(Source records)
Start
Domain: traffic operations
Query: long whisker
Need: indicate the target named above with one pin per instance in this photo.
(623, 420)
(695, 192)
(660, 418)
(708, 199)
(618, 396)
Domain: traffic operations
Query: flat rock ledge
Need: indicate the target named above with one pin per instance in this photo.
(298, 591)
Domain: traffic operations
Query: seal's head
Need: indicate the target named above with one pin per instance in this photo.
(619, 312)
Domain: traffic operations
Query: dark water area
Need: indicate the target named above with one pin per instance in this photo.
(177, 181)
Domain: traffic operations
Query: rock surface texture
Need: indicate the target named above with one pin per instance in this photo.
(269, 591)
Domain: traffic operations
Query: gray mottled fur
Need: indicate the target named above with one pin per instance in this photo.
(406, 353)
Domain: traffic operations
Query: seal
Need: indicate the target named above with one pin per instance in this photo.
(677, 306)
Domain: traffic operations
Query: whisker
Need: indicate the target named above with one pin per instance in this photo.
End
Start
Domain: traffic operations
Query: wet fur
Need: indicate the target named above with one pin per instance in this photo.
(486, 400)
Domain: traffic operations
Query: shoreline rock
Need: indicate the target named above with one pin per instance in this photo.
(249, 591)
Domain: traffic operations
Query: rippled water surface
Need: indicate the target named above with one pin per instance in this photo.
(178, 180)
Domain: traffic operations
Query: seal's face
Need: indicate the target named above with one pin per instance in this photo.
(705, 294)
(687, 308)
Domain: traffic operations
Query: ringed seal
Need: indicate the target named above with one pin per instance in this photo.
End
▸ TASK PROMPT:
Locate each line among the items above that contains the word "water", and copy every such line.

▸ THE OUTPUT:
Query: dark water area
Query: rippled water surface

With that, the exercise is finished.